BEGIN Dataset

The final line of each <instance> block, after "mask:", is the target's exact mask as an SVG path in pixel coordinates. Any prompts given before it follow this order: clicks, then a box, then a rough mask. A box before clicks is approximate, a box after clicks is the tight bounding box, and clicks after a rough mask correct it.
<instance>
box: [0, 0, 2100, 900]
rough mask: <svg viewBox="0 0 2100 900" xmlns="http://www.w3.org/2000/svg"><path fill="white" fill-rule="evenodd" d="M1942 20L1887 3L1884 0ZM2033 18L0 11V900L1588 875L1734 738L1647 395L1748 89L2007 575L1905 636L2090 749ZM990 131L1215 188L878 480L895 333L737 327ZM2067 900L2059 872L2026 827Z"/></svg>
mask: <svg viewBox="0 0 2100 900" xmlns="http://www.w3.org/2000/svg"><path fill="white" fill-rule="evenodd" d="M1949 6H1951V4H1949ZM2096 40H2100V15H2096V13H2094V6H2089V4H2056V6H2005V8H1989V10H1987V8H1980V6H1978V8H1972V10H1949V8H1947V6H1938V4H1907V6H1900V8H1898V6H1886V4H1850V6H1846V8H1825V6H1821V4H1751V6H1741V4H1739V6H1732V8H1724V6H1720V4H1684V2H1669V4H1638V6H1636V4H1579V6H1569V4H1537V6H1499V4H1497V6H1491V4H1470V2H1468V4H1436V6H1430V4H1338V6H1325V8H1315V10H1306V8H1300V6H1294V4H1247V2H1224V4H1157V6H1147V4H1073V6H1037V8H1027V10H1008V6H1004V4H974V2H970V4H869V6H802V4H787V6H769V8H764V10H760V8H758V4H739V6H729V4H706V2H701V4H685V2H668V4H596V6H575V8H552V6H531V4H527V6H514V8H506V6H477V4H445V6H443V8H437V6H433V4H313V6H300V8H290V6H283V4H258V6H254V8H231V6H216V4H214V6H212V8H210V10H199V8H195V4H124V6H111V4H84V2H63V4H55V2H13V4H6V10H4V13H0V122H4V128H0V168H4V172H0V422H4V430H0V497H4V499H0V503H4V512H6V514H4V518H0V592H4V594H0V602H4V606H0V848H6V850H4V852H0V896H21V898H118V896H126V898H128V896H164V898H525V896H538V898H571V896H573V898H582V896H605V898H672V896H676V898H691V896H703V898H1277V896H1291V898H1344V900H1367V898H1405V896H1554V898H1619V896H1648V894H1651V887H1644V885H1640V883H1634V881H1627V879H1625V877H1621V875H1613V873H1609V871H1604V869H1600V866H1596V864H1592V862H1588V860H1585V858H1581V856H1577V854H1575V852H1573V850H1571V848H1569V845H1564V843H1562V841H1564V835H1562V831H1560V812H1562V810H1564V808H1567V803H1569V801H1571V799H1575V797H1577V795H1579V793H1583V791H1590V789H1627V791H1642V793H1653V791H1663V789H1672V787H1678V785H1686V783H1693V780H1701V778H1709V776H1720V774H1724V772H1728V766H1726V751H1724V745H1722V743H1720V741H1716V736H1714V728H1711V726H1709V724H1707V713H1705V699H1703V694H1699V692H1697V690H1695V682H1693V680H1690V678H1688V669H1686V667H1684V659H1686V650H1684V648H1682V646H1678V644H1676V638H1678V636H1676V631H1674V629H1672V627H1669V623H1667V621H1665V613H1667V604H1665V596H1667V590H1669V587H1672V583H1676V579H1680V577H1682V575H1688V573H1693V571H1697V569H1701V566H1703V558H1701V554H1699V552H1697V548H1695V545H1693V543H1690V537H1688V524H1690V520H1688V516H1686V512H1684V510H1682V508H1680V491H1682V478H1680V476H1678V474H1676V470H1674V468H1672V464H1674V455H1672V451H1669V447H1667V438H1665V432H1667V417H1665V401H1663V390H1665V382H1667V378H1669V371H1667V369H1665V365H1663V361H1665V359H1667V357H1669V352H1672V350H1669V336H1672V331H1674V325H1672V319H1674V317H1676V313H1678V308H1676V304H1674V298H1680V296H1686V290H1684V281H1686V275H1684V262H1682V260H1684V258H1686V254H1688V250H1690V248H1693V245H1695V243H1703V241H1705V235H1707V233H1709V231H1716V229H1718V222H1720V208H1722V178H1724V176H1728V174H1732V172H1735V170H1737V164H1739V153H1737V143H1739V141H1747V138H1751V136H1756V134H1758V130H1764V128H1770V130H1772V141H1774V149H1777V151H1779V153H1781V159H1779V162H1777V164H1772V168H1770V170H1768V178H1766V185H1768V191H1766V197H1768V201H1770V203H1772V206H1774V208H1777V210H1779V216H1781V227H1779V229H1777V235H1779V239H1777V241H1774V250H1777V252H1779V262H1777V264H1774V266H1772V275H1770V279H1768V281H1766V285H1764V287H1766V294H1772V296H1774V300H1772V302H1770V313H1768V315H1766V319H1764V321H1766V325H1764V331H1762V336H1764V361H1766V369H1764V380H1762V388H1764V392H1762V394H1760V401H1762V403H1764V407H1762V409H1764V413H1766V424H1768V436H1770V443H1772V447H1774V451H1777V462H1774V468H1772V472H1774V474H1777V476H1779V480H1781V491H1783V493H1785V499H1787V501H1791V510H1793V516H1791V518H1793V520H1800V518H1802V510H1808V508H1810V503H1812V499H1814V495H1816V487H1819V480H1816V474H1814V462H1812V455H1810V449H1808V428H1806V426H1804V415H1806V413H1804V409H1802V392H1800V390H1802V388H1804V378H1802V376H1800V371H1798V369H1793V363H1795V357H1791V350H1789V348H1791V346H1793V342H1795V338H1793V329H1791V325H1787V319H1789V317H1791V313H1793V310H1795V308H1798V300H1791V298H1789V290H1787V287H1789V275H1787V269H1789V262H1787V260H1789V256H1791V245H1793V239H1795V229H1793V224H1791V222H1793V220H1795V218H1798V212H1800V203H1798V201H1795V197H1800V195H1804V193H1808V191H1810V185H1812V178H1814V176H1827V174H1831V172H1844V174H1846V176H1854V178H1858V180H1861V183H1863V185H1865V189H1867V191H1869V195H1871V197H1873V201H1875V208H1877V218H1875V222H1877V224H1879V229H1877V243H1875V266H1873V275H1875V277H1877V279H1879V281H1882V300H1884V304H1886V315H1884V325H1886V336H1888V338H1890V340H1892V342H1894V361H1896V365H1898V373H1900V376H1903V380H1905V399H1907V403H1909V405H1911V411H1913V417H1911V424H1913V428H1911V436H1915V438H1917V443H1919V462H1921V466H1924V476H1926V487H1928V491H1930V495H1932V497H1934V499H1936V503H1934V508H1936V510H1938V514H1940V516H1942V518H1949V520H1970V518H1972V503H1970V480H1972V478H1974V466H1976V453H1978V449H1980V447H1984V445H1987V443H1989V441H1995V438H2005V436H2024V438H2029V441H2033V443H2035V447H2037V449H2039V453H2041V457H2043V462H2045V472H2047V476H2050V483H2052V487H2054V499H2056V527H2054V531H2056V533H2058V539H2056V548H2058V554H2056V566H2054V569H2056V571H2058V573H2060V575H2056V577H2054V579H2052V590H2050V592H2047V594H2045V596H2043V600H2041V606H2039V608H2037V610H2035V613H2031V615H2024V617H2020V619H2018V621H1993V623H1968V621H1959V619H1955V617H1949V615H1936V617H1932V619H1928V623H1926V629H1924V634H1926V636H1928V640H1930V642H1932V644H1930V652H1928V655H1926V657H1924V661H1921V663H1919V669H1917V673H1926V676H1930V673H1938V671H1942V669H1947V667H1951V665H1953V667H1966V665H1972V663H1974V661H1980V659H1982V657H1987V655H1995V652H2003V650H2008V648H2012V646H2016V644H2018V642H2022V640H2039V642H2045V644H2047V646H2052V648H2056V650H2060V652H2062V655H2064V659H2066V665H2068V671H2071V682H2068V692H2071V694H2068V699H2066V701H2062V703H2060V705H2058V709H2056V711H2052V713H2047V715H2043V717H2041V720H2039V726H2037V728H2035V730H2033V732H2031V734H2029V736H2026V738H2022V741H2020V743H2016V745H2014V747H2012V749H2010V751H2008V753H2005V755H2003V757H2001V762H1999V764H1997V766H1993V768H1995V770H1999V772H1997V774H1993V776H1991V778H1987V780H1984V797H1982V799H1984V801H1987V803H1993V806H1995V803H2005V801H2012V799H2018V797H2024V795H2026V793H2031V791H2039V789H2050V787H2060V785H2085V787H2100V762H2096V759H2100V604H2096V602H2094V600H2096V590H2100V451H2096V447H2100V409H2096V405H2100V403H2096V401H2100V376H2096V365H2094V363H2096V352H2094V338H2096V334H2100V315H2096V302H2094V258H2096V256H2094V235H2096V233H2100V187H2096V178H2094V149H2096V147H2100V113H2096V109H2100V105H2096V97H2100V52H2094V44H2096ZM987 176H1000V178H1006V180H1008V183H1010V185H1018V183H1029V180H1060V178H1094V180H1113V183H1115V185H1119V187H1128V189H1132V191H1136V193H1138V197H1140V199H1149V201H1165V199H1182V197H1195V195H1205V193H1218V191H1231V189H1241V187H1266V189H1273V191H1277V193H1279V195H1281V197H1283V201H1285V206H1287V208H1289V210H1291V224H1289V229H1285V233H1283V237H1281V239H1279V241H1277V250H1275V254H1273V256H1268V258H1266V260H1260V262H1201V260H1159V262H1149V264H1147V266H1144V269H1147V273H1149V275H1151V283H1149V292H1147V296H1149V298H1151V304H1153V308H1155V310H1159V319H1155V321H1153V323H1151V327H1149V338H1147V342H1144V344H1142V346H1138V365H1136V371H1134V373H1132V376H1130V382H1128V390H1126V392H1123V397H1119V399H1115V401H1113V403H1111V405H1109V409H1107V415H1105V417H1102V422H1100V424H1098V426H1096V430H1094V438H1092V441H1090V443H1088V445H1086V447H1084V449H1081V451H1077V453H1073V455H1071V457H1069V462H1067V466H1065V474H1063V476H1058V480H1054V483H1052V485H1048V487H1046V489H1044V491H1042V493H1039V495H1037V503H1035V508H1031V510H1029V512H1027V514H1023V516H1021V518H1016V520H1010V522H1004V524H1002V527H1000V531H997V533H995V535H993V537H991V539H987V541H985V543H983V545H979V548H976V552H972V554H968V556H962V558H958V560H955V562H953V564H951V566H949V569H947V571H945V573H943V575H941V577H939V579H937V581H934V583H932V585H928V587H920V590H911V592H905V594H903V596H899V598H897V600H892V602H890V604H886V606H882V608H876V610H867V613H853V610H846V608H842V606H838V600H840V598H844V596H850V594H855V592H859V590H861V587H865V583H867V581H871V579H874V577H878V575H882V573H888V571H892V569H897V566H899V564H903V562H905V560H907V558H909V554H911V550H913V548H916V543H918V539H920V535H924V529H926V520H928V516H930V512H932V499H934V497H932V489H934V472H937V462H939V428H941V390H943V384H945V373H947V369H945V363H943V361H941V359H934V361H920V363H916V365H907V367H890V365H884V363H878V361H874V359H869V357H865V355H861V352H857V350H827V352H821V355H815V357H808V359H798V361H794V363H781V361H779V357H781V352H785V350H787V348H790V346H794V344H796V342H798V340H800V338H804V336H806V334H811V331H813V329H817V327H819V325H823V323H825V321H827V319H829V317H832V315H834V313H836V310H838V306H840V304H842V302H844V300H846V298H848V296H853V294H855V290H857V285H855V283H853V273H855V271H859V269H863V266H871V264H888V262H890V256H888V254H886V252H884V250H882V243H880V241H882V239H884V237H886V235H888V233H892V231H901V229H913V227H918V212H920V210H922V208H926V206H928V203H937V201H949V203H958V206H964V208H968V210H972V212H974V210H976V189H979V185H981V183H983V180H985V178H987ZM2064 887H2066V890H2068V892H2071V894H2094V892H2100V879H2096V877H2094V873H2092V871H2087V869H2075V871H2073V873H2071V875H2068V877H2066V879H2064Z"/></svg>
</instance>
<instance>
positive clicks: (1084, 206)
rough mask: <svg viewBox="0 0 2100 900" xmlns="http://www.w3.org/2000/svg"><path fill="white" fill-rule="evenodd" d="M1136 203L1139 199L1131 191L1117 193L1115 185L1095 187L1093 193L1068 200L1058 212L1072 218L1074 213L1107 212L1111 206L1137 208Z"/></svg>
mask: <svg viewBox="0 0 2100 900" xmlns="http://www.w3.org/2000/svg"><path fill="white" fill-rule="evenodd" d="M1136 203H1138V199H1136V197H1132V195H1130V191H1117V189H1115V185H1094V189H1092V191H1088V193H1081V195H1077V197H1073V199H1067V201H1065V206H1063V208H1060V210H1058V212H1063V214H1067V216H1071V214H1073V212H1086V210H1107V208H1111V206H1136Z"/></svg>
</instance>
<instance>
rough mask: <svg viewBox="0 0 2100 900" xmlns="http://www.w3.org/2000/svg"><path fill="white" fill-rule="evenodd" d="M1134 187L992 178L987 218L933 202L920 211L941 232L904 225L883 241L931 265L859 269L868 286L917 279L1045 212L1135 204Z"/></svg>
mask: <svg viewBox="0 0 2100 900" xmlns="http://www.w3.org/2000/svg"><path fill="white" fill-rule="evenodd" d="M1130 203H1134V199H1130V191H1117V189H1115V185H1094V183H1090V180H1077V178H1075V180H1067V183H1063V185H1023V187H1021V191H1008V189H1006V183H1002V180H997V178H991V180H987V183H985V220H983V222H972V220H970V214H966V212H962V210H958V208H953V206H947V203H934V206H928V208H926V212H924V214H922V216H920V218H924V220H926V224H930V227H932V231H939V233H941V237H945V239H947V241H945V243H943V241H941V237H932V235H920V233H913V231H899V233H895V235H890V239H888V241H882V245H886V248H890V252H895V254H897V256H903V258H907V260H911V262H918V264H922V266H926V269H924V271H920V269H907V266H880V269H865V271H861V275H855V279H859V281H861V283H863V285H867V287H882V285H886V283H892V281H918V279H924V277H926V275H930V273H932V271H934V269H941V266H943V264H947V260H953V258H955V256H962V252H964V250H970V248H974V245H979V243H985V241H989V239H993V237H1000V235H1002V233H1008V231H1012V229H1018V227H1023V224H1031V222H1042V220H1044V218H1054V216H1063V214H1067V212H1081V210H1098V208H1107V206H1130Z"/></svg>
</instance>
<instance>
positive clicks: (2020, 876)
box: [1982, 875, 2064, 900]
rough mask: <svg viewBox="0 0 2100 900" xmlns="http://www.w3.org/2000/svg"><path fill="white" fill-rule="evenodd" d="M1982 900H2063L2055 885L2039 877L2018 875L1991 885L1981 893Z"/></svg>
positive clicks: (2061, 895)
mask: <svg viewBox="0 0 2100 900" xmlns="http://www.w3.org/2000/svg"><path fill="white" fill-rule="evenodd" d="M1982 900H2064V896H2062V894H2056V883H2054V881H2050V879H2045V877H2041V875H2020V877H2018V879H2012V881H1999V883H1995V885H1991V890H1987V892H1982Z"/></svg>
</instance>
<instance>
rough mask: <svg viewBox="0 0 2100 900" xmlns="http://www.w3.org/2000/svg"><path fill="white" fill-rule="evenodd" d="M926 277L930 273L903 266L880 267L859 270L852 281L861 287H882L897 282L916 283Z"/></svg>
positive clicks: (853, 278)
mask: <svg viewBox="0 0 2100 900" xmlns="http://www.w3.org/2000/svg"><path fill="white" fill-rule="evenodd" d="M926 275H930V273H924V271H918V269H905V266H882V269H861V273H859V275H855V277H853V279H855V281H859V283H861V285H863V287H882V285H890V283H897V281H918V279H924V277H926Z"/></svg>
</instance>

END Dataset

Can you output the listing above as a Markdown table with the columns Row and Line, one numbered row per line, beginning at its first line and stopping after the line that contains "20L1887 3L1884 0ZM2033", with blank lines left out?

| Row | Line |
|---|---|
| 1 | The final line of each <instance> block, after "mask:", is the target's exact mask as an SVG path in pixel coordinates. Any prompts given before it follow this order: clicks, then a box, then a rough mask. A box before clicks is approximate, a box after clicks is the tight bounding box, and clicks after a rough mask correct it. |
| 2 | <instance> |
| 3 | box: [0, 0, 2100, 900] |
| 4 | rough mask: <svg viewBox="0 0 2100 900" xmlns="http://www.w3.org/2000/svg"><path fill="white" fill-rule="evenodd" d="M1942 20L1887 3L1884 0ZM2033 18L0 11V900L1588 875L1734 738L1647 395L1748 89L2007 575L1905 636L2090 749ZM990 131L1215 188L878 480L895 333L737 327ZM2067 900L2059 872L2026 827Z"/></svg> |